§ **Textauszug**
======
Die Vorweihnachtszeit ist eine Periode der Planung, der Vorbereitung, der Organisation, schlicht gesagt, der Struktur. Keine andere Zeit des Jahres läuft so sehr auf einen Termin hinaus, keine andere Zeit läuft wie ein Countdown. Und keine Zeit strukturiert die Erwartungen in einer solchen Form. Adventskränze, Nikolaus, Adventskalender, all dies baut Spannung bis zum Heiligabend auf. An diesem tritt die Struktur in den Hintergrund, Erwartung, Spannung, Vorfreude werden von der Feier im Moment ersetzt.
Es ist vielleicht anmaßend, dies mit einem Fußballspiel gleichzusetzen, und doch bietet sich dieser Vergleich an. Die Partie Paderborn-Darmstadt, ein 6:2, als Mikrokosmos der Weihnacht.
Wie die Vorweihnachtszeit startete das Spiel aus einem Zustand der Struktur. Gegen Darmstadts 4-4-2-Pressing, bei dem die Innenverteidiger aller Zeit der Welt erhielten, eröffnete der Sportclub vor allem über die Doppelsechs, die sich flexibel hinter der ersten Linie anboten. Das Darmstädter Mittelfeld agierte währenddessen auf den Außenpositionen mannorientiert und konnte durch das weite Vorschieben Drägers rechtsseitig auseinandergezogen werden.
======
§ **Die Aufgaben**
1. Geben Sie den Abschnitt des Textauszugs von „Es ist vielleicht“ bis einschließlich „rechtsseitig auseinandergezogen werden.“ erneut wieder und benennen Sie dabei „Fußballspiel“ in „Ligaspiel“ um.
2. In welcher Formation presste Darmstadt laut Textauszug?
Die Datensätze sind eigenständiges Material und gehören nicht zum Textauszug.
======
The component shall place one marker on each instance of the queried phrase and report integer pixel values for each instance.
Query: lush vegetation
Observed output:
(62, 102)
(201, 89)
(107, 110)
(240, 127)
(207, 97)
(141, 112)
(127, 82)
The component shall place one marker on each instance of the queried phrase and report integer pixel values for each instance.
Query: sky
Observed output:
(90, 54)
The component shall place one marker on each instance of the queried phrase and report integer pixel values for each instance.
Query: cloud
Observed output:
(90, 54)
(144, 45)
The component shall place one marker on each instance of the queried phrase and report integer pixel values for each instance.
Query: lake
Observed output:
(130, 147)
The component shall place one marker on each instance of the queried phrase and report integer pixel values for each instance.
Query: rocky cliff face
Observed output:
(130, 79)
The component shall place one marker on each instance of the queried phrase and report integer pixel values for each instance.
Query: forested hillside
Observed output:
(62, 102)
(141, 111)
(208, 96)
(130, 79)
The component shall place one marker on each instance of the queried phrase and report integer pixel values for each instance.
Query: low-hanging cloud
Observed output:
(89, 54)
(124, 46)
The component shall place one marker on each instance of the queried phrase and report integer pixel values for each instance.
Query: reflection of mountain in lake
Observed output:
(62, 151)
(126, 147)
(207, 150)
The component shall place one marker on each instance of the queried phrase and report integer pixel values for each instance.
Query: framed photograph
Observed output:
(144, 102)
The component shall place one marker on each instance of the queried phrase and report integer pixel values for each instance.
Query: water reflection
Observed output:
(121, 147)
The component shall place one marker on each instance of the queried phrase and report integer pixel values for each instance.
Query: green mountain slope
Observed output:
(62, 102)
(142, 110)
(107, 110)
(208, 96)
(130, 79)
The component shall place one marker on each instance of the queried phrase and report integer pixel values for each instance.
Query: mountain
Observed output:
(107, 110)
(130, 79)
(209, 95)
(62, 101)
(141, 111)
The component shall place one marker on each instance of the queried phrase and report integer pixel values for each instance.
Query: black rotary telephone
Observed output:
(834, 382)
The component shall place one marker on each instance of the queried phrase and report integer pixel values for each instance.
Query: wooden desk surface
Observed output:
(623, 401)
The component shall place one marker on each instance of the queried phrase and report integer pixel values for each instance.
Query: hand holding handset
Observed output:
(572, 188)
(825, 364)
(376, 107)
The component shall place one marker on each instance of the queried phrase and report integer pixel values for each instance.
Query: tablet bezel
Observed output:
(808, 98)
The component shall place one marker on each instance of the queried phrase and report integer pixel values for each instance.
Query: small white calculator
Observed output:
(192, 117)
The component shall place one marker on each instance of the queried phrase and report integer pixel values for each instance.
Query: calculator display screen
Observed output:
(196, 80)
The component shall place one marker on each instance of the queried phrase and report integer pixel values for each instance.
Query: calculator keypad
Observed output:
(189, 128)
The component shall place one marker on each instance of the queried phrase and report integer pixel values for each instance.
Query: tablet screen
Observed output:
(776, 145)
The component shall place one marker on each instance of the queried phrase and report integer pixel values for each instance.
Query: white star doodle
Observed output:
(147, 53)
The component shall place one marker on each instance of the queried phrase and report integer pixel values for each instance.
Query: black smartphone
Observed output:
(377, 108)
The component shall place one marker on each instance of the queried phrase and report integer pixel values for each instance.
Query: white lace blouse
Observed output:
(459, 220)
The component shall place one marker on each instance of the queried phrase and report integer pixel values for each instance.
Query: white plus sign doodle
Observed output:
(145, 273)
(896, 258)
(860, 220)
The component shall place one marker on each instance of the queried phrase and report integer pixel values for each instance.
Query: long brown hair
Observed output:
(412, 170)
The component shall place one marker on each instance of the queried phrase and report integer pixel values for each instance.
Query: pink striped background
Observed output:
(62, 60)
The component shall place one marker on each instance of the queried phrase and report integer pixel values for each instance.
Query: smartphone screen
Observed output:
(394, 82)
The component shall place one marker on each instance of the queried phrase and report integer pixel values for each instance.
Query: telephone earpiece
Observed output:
======
§ **Lösungen**
1.
Es ist vielleicht anmaßend, dies mit einem Ligaspiel gleichzusetzen, und doch bietet sich dieser Vergleich an. Die Partie Paderborn-Darmstadt, ein 6:2, als Mikrokosmos der Weihnacht.
Wie die Vorweihnachtszeit startete das Spiel aus einem Zustand der Struktur. Gegen Darmstadts 4-4-2-Pressing, bei dem die Innenverteidiger aller Zeit der Welt erhielten, eröffnete der Sportclub vor allem über die Doppelsechs, die sich flexibel hinter der ersten Linie anboten. Das Darmstädter Mittelfeld agierte währenddessen auf den Außenpositionen mannorientiert und konnte durch das weite Vorschieben Drägers rechtsseitig auseinandergezogen werden.

2. Darmstadt presste in einem 4-4-2.